START Records for this task

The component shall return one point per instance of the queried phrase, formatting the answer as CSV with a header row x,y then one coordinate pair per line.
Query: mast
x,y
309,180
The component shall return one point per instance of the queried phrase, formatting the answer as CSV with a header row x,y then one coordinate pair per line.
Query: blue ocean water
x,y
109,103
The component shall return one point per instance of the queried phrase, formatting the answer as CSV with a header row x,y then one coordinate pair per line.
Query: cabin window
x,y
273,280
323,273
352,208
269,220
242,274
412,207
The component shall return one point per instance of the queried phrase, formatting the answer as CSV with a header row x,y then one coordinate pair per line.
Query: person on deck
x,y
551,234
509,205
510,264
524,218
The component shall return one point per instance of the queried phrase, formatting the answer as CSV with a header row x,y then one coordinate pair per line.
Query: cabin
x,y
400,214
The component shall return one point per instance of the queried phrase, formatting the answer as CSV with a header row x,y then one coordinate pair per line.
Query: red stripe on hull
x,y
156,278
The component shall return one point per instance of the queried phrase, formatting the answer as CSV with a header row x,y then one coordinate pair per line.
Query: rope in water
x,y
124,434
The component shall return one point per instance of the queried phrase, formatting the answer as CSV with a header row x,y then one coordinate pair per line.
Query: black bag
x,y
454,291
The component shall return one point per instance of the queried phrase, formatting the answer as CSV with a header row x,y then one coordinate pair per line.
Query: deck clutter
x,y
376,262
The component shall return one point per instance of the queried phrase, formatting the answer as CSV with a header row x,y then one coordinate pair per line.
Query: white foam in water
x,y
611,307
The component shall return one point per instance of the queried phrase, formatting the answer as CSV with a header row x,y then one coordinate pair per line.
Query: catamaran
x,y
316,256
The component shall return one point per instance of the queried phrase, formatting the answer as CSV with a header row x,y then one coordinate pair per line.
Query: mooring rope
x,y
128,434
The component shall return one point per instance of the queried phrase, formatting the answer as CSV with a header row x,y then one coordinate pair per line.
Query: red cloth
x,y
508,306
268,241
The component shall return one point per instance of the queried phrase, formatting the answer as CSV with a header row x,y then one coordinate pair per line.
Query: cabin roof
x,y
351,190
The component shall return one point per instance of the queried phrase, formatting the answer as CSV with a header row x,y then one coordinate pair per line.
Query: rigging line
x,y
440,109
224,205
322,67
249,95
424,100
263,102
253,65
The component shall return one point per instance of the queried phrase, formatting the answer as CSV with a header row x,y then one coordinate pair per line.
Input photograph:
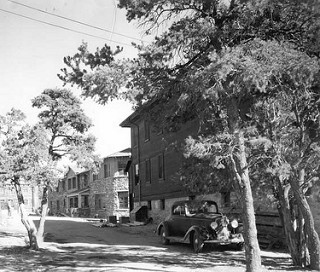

END Records for this task

* Exercise brief: The required output is the listing above reproduced exactly, pictures removed.

* Answer section:
The component shall return one point per instance of the queried phrase, formatting the answer as CSV with a header row x,y then one coordinate pair per line.
Query: mast
x,y
309,180
The component shall return one point per instance of the queried phrase, formatting the answer as CSV with a header row x,y then one coordinate pair per line.
Query: blue ocean water
x,y
109,103
The component shall return one point per instance of the queried phrase, formatting the answer as CSV with a header row x,y then one coordinate pair per line.
Query: cabin window
x,y
273,280
323,273
352,208
269,220
242,274
412,207
The component shall return one point per instance of the queried phrase, formatting the answer as CSV with a header row x,y then one coordinate pair per line.
Query: person on deck
x,y
551,234
509,205
510,264
524,218
The component shall return one point per instance of the queried phrase, formatting the answer as CSV with a header row x,y then one coordinate pair per line.
Query: cabin
x,y
400,214
The component shall return one point per instance of the queried phrase, formatting the answer as CSV with a header row x,y then one coordinate pair per line.
Query: red stripe on hull
x,y
156,278
The component shall return one point per instance of the queried phrase, formatting the answer as CSV with a header row x,y then one coordinate pair per line.
Query: rope in water
x,y
124,434
The component shall return one point per instance of the queried phrase, formatting the answer as CSV with a header row x,y then one coordinate pair per line.
Query: black bag
x,y
454,291
The component shall return one point per instance of the queried phrase, formatting the answer as CSV with a header row x,y then one coordinate pair per line.
Query: deck clutter
x,y
376,262
The component shall return one point per instance of the queried phrase, formatting the answer as CSV with a header row x,y then one coordinate pair per line.
Query: white foam in water
x,y
611,307
The component shall return one point per instance of the queried phrase, formatting the answer as CSV with a header row x,y then one coordinate pair per line.
Query: catamaran
x,y
316,256
The component shall return one point per instance of the queried phrase, formatting the answer as CSV with a header row x,y then one coordinate pair per line.
Query: mooring rope
x,y
128,434
The component shall return one point per instance of the queried phrase, formatting the answer as CSV with a header row x,y then one coordinate pair per line.
Query: red cloth
x,y
508,306
268,241
The component shall return one point per instance of the queried phrase, formatting the answer as CSV with a header row x,y then one coordinate pair per line.
Query: cabin roof
x,y
351,190
The component shall return one point per instance of the queried phrase, formatting the answer as CSV with a header row x,y then one coordinate pair per line.
Query: rigging line
x,y
440,109
224,205
322,67
249,95
424,100
263,102
253,65
The component shall return one point per instance of the queried phrase, formatting the answer as CSV with a header row x,y then one coordinate pair per line.
Input photograph:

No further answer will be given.